DOCUMENT –
──────────────────────────────
Blog
September 5, 2018

Three Recent MIT Graduates Focus on Improving Job Quality

Three MIT graduates from the class of 2018 are working to improve the quality of the jobs available to frontline employees in the U.S. Here's what these alumni told us about the work they’re doing — and why it’s so important.

Call it a sign of the times.

During a period of increasing concern about economic inequality and the proliferation of low-paying jobs in the U.S., several MIT graduates from the class of 2018 are working to improve job quality for low-wage workers. The Good Companies, Good Jobs Initiative at MIT Sloan caught up with Jenny Weissbourd (MIT Sloan MBA ’18), Tiffany Ferguson (MIT MCP ’18) and Paige Boehmcke (MIT Sloan MBA ’18) to find out about the work they’re doing now — and why they think it’s so important.

 

JENNY WEISSBOURD, THE ASPEN INSTITUTE
Jenny Weissbourd
is a Senior Project Manager in the Economic Opportunities Program at the Aspen Institute. In 2018, she earned an MBA from MIT Sloan and an MPA from Harvard Kennedy School of Government.

 

GOOD COMPANIES, GOOD JOBS INITIATIVE AT MIT SLOAN: What does your new job entail, and what particularly interests you about that work?

 

WEISSBOURD: The Aspen Institute’s Economic Opportunities Program (EOP) advances promising strategies, policies, and ideas to help low- and moderate-income Americans succeed in a changing economy. I’ve followed and admired EOP’s research on workforce strategies and business practices that support quality jobs for many years, so I’m very excited to directly contribute to this work and learn from leading thinkers in the field.
──────────────────────────────
TASKS AND EXERCISES –
a. In the blog post on MIT graduates and job quality, which program at the Aspen Institute does Jenny Weissbourd work in?
b. Rewrite everything from "Call it a sign" down to "School of Government." in the blog post, swapping "Senior Project Manager" for "Program Director".
c. Do these statements agree with the blog post? (i) Tiffany Ferguson earned an MBA from MIT Sloan. (ii) Jenny Weissbourd earned an MPA from Harvard Kennedy School of Government. (iii) The post is dated September 5, 2018.
The data after this point has no connection to the blog post.

DATA SEGMENT –
──────────────────────────────
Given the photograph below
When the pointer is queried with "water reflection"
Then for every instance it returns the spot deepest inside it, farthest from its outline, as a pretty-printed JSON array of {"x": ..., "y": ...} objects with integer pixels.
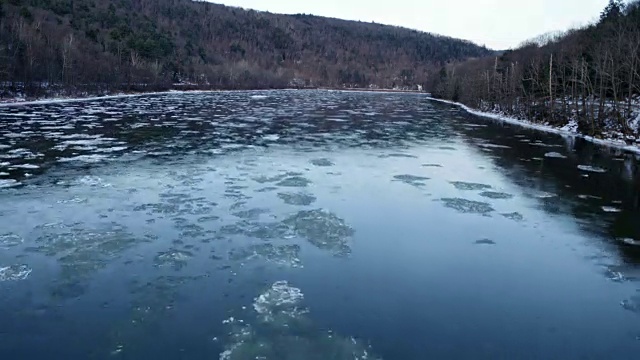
──────────────────────────────
WORKED ANSWERS –
a. The Economic Opportunities Program.

b.
Call it a sign of the times.

During a period of increasing concern about economic inequality and the proliferation of low-paying jobs in the U.S., several MIT graduates from the class of 2018 are working to improve job quality for low-wage workers. The Good Companies, Good Jobs Initiative at MIT Sloan caught up with Jenny Weissbourd (MIT Sloan MBA ’18), Tiffany Ferguson (MIT MCP ’18) and Paige Boehmcke (MIT Sloan MBA ’18) to find out about the work they’re doing now — and why they think it’s so important.

 

JENNY WEISSBOURD, THE ASPEN INSTITUTE
Jenny Weissbourd
is a Program Director in the Economic Opportunities Program at the Aspen Institute. In 2018, she earned an MBA from MIT Sloan and an MPA from Harvard Kennedy School of Government.

c.
(i) No: "Tiffany Ferguson (MIT MCP ’18)"
(ii) Yes: "she earned an MBA from MIT Sloan and an MPA from Harvard Kennedy School of Government"
(iii) Yes: "September 5, 2018"